┌─ Provided entries

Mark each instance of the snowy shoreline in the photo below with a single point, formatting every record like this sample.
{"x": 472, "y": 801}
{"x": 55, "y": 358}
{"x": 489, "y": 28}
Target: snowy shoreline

└─

• Problem: Could you retype every record above exactly as written?

• Response to this exercise:
Mark each instance of the snowy shoreline in the photo below with a single point, formatting every record like this sample.
{"x": 472, "y": 801}
{"x": 55, "y": 358}
{"x": 489, "y": 28}
Target: snowy shoreline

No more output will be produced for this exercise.